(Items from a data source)
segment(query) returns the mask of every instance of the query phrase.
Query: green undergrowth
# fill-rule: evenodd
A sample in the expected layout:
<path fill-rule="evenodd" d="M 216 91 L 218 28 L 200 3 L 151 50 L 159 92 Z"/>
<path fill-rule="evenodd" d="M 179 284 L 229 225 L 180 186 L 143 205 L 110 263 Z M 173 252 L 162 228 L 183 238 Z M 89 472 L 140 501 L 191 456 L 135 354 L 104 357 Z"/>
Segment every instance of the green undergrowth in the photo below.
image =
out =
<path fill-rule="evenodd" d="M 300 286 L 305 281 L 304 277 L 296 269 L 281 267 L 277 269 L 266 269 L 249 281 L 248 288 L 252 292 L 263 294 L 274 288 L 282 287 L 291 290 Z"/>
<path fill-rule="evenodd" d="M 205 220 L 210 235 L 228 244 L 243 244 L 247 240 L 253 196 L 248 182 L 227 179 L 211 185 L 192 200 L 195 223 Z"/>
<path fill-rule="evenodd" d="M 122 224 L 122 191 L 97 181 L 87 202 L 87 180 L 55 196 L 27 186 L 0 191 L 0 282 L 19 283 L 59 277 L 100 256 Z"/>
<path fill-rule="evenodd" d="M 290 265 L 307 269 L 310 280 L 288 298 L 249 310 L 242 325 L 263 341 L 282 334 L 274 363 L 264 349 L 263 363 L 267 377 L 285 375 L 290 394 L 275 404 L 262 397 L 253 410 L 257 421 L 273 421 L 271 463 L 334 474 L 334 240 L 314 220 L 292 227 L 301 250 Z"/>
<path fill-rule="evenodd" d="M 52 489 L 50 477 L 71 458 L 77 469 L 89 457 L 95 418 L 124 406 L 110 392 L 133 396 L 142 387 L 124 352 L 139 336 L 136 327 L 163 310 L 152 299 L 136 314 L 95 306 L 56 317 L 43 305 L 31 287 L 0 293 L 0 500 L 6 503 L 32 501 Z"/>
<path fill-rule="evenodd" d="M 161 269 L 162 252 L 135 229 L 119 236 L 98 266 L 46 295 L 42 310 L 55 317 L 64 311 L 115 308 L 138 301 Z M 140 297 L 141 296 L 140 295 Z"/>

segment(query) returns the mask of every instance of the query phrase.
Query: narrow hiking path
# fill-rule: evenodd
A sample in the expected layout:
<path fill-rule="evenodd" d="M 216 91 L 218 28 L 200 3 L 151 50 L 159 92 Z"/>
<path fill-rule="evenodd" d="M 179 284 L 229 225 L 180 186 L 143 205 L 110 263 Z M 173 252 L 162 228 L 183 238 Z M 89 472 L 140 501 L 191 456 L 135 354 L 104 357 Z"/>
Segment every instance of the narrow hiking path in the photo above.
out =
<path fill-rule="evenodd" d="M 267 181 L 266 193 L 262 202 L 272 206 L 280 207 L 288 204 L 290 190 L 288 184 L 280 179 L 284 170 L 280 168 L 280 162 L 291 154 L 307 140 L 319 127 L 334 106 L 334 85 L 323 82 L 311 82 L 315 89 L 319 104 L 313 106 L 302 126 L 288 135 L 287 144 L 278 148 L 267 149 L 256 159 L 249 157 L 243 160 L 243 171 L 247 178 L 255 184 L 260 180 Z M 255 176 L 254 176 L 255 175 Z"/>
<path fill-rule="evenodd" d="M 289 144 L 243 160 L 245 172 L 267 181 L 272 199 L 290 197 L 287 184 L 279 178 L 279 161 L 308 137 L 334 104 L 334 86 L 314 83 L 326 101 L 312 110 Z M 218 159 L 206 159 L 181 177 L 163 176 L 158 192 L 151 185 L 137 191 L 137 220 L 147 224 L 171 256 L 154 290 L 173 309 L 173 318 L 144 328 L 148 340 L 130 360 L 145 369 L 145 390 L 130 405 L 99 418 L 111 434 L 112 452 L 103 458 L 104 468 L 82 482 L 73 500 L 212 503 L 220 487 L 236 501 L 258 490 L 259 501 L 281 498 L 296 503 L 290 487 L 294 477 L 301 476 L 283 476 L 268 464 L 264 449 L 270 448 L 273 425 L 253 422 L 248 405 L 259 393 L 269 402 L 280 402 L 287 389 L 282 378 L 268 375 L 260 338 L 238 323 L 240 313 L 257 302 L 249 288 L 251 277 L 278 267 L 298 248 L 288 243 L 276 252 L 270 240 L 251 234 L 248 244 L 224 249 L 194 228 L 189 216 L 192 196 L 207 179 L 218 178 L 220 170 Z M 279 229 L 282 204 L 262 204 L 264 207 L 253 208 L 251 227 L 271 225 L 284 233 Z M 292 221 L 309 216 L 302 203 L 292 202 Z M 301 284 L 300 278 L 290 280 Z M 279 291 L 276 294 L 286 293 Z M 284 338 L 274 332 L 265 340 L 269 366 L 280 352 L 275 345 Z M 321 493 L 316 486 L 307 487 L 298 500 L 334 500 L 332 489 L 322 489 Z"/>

* **WHAT THE EXERCISE ASKS**: Output every line of the rows above again, character for character, with nothing changed or left out.

* **RESULT FOR THIS EXERCISE**:
segment(query) returns the mask of every instance of the query phrase.
Query: green undergrowth
# fill-rule: evenodd
A sample in the expected layout:
<path fill-rule="evenodd" d="M 216 91 L 218 28 L 200 3 L 151 50 L 159 92 Z"/>
<path fill-rule="evenodd" d="M 179 284 L 229 225 L 180 186 L 143 205 L 110 263 Z M 173 252 L 162 228 L 183 238 Z M 89 472 L 140 501 L 191 456 L 135 354 L 104 357 Z"/>
Segment every instance of the green undergrowth in the photo below.
image =
out =
<path fill-rule="evenodd" d="M 300 286 L 305 281 L 304 277 L 296 269 L 281 267 L 277 269 L 266 269 L 249 281 L 248 288 L 252 292 L 263 294 L 274 288 L 282 287 L 291 290 Z"/>
<path fill-rule="evenodd" d="M 205 220 L 210 235 L 228 244 L 243 244 L 247 240 L 253 196 L 248 182 L 227 179 L 211 185 L 192 200 L 195 223 Z"/>
<path fill-rule="evenodd" d="M 122 224 L 122 191 L 97 181 L 87 202 L 87 180 L 55 196 L 27 186 L 0 191 L 0 282 L 19 283 L 59 277 L 100 256 Z"/>
<path fill-rule="evenodd" d="M 290 265 L 307 269 L 310 280 L 288 298 L 249 310 L 242 325 L 263 341 L 282 334 L 274 363 L 264 349 L 263 363 L 267 377 L 285 375 L 290 394 L 275 404 L 262 397 L 253 410 L 257 421 L 273 421 L 271 463 L 334 474 L 334 240 L 314 220 L 292 227 L 301 250 Z"/>
<path fill-rule="evenodd" d="M 52 489 L 50 477 L 71 458 L 77 469 L 89 457 L 95 418 L 124 406 L 110 392 L 133 396 L 142 387 L 124 352 L 139 336 L 136 327 L 163 310 L 152 299 L 136 314 L 95 306 L 56 317 L 43 305 L 31 287 L 0 293 L 0 500 L 6 503 L 32 501 Z"/>
<path fill-rule="evenodd" d="M 161 269 L 162 252 L 135 229 L 119 236 L 98 266 L 46 295 L 42 310 L 55 317 L 64 311 L 115 308 L 138 301 Z M 140 297 L 141 296 L 140 295 Z"/>

segment(query) returns the mask of every instance of the query phrase.
Query: narrow hiking path
# fill-rule: evenodd
A sample in the expected layout:
<path fill-rule="evenodd" d="M 216 91 L 218 28 L 200 3 L 151 50 L 159 92 Z"/>
<path fill-rule="evenodd" d="M 179 284 L 229 225 L 180 186 L 143 205 L 110 263 Z M 173 252 L 162 228 L 183 238 Z M 89 472 L 140 501 L 191 456 L 135 354 L 104 357 Z"/>
Segment every instance of the narrow hiking path in the photo above.
out =
<path fill-rule="evenodd" d="M 267 181 L 266 193 L 262 202 L 272 206 L 280 207 L 288 204 L 290 190 L 288 184 L 280 179 L 284 170 L 280 168 L 280 162 L 291 154 L 307 140 L 319 127 L 334 106 L 334 85 L 323 82 L 311 82 L 315 89 L 319 104 L 313 106 L 302 126 L 288 135 L 287 144 L 278 148 L 267 149 L 256 159 L 249 157 L 243 160 L 243 171 L 247 178 L 255 184 L 260 180 Z M 255 176 L 254 176 L 255 175 Z"/>
<path fill-rule="evenodd" d="M 289 144 L 243 160 L 245 172 L 267 181 L 272 199 L 290 197 L 287 184 L 279 178 L 279 161 L 308 137 L 334 104 L 334 86 L 314 83 L 326 101 L 312 110 Z M 218 159 L 206 159 L 181 177 L 163 176 L 158 192 L 151 185 L 137 191 L 137 220 L 147 224 L 171 256 L 154 290 L 173 309 L 173 318 L 144 328 L 148 340 L 130 360 L 145 369 L 145 390 L 130 405 L 99 418 L 111 434 L 112 452 L 103 458 L 104 468 L 82 482 L 73 500 L 212 503 L 220 487 L 236 501 L 258 490 L 259 501 L 281 498 L 296 503 L 290 487 L 294 477 L 301 476 L 283 476 L 268 464 L 264 449 L 270 448 L 273 425 L 253 422 L 248 405 L 259 393 L 269 402 L 280 402 L 287 389 L 282 378 L 268 375 L 260 338 L 238 323 L 240 313 L 257 302 L 249 288 L 251 277 L 278 267 L 298 248 L 288 243 L 276 252 L 270 240 L 251 234 L 248 244 L 224 249 L 194 228 L 189 216 L 192 196 L 207 179 L 218 178 L 220 170 Z M 279 229 L 282 204 L 262 204 L 264 207 L 253 208 L 251 227 L 271 225 L 284 233 Z M 292 221 L 309 216 L 302 203 L 292 202 Z M 301 284 L 300 278 L 290 280 Z M 279 291 L 276 294 L 286 293 Z M 284 338 L 274 332 L 265 340 L 269 366 L 280 352 L 275 345 Z M 321 493 L 316 486 L 307 487 L 298 500 L 334 500 L 332 489 L 322 489 Z"/>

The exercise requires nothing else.